Report how many lines in the listing below contain the string "green", with case significant, and give only that number.

===== Entries provided

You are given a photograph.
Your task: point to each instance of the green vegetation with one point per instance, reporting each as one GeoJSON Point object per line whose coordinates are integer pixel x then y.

==========
===== Entries provided

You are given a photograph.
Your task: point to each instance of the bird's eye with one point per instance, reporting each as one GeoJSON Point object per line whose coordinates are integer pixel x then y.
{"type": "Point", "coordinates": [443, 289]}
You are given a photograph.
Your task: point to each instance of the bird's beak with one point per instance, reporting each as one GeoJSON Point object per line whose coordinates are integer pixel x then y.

==========
===== Entries provided

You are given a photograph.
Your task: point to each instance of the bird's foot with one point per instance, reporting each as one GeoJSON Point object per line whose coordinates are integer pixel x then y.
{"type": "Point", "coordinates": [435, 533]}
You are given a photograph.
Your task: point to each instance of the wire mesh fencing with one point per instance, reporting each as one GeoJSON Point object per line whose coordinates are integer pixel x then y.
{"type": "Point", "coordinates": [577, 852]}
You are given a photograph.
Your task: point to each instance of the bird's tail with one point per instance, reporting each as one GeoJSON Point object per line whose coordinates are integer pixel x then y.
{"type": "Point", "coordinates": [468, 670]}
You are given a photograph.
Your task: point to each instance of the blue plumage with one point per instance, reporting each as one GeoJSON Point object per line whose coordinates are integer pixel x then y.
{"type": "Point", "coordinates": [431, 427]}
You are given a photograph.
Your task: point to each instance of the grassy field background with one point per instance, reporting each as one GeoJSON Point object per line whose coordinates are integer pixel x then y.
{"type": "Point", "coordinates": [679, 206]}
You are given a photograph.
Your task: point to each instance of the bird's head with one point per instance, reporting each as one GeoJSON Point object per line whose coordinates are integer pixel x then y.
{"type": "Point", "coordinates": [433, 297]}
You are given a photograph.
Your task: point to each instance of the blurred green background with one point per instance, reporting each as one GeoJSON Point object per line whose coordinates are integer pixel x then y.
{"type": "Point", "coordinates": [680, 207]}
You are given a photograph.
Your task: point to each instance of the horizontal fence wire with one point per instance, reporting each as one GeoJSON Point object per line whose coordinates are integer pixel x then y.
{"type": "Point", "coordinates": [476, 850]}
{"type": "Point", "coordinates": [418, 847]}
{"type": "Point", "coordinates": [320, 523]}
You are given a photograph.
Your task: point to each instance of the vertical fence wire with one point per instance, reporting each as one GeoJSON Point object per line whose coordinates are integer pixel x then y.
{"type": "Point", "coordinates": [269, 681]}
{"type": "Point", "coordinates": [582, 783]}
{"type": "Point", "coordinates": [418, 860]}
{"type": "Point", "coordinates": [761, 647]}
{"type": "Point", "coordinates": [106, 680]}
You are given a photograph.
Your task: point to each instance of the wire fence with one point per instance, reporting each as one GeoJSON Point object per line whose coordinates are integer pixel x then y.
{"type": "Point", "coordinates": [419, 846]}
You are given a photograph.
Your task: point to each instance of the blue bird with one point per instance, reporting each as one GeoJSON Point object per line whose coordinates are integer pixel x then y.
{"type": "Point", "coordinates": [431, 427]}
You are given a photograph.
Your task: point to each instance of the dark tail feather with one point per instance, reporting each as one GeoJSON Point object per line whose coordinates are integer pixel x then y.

==========

The response -
2